TEXT:
· · ·
Duplicate values for unique indexes

Why does this problem occur

This problem is caused by the fact that When we insert data, we can't decode the Handle out of a row with a unique index conflict.
For example:

First, let's assume that the unique index data in TIKV is {1: “1”} and the cluster key data is {"1":1,“1“,0}.
Now we use TiSpark to insert a row of data {1,“2”,0} to TiDB.
1. determine whether there is a conflicting row, request the row with unique index data of 1 from TiKV and return the value as {1, "1"}, request the row with cluster index key of "2" from TiKV and return null.
2. resolve the cluster index key value from the conflicting row {1: "1"} and delete the row corresponding to the primary key. However, due to the error of decode function, we can't resolve the correct cluster index key, so we can't delete the row corresponding to the cluster index key,.
3. We insert the unique index data {1:"2"} and the primary key data {"2":1,“2”,0} into TiKV.
At this time, the unique index data in TiKV is {1:"2"} and the primary key data is {"1":1,“1”,0} and {"2":1,"2",0}. Two unique indexes of the same data appear in the database.

How we solve this problem

The index value layout is like that.

   // Value layout:
   //		+-- IndexValueVersion0  (with restore data, or common handle, or index is global)
   //		|
   //		|  Layout: TailLen | Options      | Padding      | [IntHandle] | [UntouchedFlag]
   //		|  Length:   1     | len(options) | len(padding) |    8        |     1
   //		|
   //		|  TailLen:       len(padding) + len(IntHandle) + len(UntouchedFlag)
   //		|  Options:       Encode some value for new features, such as common handle, new collations or global index.
· · ·
MATERIAL SUPPLIED:
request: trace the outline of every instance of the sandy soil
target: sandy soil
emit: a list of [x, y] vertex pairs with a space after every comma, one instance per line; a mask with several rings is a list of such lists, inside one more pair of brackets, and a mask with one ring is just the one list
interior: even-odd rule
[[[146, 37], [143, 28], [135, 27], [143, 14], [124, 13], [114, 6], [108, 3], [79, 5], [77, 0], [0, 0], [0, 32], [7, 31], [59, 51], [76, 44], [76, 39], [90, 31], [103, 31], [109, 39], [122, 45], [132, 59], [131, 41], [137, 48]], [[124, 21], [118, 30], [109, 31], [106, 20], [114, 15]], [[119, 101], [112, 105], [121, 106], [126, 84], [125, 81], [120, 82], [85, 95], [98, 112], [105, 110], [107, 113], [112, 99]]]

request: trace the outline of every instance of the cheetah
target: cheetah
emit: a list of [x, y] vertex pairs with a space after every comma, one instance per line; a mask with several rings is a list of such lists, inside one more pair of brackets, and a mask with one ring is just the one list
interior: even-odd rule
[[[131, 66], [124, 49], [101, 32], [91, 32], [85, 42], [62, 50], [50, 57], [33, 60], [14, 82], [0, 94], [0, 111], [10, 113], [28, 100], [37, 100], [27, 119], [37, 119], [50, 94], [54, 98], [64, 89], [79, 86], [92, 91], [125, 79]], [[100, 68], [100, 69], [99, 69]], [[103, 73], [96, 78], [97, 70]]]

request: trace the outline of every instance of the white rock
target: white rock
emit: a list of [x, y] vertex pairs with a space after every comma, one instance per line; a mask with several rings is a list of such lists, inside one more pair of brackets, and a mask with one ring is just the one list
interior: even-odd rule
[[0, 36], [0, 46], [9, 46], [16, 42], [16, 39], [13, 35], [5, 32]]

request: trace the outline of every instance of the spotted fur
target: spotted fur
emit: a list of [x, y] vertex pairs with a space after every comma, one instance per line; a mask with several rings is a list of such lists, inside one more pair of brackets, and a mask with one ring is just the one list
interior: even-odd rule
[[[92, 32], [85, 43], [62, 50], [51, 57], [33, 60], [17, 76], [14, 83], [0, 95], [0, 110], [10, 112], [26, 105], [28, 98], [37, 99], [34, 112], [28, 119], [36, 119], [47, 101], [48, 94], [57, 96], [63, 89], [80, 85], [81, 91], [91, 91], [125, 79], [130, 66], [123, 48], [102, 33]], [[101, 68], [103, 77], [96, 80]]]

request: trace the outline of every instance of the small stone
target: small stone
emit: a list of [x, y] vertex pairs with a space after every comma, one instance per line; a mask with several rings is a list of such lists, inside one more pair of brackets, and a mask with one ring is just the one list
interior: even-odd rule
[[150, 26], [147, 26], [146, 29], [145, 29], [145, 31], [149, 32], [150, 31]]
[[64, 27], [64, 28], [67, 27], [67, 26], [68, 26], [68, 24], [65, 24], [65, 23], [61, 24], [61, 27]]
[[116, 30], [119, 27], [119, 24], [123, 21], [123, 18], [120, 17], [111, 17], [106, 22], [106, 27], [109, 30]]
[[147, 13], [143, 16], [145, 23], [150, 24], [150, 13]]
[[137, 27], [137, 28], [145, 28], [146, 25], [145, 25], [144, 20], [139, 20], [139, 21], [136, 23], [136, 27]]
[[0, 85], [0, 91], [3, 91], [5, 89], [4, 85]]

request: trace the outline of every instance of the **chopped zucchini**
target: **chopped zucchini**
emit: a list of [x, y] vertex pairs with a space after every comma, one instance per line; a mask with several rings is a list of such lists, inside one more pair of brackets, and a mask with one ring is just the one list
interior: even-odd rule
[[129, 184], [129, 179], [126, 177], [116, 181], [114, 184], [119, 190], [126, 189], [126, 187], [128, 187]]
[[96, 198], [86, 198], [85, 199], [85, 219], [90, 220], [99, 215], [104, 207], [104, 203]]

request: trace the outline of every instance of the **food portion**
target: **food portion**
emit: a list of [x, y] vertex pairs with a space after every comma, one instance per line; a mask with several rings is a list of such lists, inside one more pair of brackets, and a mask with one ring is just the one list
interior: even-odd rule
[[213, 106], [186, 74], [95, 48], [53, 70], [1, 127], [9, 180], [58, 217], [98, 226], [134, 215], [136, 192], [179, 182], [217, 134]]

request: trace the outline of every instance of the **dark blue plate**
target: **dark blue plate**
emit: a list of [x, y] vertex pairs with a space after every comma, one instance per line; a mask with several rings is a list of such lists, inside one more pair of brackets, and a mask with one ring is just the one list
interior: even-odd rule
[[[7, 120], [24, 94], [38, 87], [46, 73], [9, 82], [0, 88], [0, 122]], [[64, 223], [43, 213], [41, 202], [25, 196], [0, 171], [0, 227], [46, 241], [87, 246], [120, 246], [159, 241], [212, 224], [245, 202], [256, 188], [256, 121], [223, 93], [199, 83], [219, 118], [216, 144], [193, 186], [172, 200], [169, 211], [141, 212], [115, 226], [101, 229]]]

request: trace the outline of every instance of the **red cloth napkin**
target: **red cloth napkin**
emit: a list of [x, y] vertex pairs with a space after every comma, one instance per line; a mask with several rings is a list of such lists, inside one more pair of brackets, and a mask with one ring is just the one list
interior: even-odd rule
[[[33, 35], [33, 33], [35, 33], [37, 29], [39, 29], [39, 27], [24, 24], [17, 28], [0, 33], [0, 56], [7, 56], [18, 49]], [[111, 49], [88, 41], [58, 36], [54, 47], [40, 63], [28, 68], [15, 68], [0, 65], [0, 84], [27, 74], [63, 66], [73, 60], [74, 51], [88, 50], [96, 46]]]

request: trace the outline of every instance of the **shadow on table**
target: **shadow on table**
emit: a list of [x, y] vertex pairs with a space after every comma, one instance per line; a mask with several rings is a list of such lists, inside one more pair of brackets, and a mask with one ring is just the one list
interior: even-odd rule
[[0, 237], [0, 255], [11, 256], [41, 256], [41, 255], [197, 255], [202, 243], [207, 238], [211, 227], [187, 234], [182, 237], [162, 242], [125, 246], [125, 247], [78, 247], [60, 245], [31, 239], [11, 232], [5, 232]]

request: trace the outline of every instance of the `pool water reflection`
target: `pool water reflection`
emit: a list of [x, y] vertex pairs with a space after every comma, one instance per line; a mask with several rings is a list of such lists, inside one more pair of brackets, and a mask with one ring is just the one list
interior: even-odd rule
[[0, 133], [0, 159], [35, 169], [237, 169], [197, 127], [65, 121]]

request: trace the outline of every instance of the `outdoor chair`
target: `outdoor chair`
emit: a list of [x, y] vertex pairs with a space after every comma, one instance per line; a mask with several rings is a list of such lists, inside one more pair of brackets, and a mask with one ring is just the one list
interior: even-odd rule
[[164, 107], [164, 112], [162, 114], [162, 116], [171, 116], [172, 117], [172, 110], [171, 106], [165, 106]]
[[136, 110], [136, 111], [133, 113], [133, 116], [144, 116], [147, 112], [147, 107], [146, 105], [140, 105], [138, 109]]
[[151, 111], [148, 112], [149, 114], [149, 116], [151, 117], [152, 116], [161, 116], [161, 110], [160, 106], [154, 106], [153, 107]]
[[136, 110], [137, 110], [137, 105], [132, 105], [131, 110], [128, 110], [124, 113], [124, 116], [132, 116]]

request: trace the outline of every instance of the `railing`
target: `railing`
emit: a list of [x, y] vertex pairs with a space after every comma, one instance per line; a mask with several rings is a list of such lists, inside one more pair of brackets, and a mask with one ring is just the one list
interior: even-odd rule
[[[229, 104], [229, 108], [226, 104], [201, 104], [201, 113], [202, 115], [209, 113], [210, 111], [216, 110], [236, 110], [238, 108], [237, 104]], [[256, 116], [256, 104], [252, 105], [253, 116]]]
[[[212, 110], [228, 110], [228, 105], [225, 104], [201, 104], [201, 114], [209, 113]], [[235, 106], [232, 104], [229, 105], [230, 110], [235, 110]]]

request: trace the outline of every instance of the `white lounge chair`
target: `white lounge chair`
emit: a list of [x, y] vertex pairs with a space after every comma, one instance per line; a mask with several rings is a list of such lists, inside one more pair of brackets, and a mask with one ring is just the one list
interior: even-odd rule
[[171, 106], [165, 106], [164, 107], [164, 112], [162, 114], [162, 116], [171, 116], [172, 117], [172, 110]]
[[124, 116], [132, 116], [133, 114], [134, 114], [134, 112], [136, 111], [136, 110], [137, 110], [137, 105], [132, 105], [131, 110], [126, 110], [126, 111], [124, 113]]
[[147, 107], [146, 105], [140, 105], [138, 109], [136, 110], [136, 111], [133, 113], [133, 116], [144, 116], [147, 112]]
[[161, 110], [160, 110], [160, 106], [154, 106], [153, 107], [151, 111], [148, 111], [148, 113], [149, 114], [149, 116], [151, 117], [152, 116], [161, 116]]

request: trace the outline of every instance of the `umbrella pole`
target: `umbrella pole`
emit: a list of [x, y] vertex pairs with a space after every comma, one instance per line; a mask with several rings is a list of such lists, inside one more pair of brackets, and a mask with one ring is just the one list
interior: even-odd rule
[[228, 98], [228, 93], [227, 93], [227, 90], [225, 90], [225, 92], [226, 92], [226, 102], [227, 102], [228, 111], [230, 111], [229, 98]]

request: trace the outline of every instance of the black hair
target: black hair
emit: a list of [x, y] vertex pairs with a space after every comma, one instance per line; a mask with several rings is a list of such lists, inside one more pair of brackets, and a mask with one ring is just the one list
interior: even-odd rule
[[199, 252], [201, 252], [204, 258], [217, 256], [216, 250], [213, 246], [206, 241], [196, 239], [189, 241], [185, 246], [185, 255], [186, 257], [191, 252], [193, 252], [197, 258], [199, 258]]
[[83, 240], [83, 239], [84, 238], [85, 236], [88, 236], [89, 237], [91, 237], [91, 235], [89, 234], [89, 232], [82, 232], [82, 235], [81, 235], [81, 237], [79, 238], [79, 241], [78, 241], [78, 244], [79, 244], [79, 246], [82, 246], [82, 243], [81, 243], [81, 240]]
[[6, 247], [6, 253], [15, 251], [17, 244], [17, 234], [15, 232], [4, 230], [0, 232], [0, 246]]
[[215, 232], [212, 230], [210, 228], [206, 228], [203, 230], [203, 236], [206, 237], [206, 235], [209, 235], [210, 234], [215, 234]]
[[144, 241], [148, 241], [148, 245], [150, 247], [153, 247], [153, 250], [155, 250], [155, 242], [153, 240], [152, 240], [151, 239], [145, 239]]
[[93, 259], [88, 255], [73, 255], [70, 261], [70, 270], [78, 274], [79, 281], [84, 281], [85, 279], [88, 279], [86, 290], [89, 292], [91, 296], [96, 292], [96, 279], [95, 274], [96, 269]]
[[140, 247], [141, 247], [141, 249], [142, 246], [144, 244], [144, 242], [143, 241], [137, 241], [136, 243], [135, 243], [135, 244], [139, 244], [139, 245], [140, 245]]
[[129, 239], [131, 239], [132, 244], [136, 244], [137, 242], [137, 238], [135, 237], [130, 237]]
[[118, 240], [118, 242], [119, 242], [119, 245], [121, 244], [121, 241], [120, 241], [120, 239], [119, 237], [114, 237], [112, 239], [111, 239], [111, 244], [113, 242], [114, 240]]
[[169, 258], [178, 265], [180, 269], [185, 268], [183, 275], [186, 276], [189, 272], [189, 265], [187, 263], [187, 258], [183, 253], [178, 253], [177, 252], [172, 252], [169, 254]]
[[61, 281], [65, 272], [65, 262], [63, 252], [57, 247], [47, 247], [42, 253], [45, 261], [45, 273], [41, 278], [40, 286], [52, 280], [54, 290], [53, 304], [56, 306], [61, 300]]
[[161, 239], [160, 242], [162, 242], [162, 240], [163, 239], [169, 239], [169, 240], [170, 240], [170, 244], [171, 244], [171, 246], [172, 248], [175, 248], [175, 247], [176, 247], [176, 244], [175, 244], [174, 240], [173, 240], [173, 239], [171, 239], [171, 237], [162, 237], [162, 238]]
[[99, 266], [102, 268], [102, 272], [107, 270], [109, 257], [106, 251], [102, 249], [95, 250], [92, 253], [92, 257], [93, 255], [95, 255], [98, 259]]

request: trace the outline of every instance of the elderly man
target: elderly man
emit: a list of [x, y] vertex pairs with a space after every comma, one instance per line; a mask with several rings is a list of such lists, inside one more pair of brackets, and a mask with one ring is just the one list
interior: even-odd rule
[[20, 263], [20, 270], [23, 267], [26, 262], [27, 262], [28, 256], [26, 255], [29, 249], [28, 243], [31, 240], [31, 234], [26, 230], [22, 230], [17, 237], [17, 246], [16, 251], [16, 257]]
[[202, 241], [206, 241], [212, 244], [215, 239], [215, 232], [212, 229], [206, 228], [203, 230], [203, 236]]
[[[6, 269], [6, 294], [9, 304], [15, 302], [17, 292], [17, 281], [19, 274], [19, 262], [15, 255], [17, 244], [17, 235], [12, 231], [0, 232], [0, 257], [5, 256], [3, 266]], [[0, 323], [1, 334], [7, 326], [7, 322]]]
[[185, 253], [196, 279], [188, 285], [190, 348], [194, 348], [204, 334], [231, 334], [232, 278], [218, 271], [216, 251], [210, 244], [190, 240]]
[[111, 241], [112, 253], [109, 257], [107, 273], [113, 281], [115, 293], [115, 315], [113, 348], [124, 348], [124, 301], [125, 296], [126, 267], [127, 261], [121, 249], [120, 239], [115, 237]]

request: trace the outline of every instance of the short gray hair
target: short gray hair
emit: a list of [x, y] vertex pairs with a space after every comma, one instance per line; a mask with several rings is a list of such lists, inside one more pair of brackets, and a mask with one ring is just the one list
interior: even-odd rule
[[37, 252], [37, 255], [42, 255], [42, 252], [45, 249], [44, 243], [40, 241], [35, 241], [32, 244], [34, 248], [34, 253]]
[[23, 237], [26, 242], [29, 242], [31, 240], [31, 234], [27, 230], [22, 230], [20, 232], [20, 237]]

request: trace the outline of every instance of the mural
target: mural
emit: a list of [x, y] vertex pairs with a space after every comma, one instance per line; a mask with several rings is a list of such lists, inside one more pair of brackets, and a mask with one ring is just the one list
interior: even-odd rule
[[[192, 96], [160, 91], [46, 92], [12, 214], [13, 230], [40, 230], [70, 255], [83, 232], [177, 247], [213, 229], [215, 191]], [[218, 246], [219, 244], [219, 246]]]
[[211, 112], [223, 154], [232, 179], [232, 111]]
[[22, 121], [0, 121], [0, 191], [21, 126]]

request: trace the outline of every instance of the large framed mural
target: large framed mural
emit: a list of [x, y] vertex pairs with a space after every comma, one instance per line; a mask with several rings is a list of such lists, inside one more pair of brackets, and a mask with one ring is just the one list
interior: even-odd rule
· · ·
STATED EXERCISE 1: In the text on duplicate unique index values, what causes the problem?
STATED EXERCISE 2: Continue the text on duplicate unique index values from the point where it ends.

TASK ANSWER 1: When data is inserted, the Handle can't be decoded from a row with a unique index conflict.

TASK ANSWER 2:
   //		|                 See below for more information.
   //		|  Padding:       Ensure length of value always >= 10. (or >= 11 if UntouchedFlag exists.)
   //		|  IntHandle:     Only exists when table use int handles and index is unique.
   //		|  UntouchedFlag: Only exists when index is untouched.
   //		|
   //		+-- Old Encoding (without restore data, integer handle, local)
   //		|
   //		|  Layout: [Handle] | [UntouchedFlag]
   //		|  Length:   8      |     1
   //		|
   //		|  Handle:        Only exists in unique index.
   //		|  UntouchedFlag: Only exists when index is untouched.
   //		|
   //		|  If neither Handle nor UntouchedFlag exists, value will be one single byte '0' (i.e. []byte{'0'}).
   //		|  Length of value <= 9, use to distinguish from the new encoding.
   // 		|
   //		+-- IndexValueForClusteredIndexVersion1
   //		|
   //		|  Layout: TailLen |    VersionFlag  |    Version     ｜ Options      |   [UntouchedFlag]
   //		|  Length:   1     |        1        |      1         |  len(options) |         1
   //		|
   //		|  TailLen:       len(UntouchedFlag)
   //		|  Options:       Encode some value for new features, such as common handle, new collations or global index.
   //		|                 See below for more information.
   //		|  UntouchedFlag: Only exists when index is untouched.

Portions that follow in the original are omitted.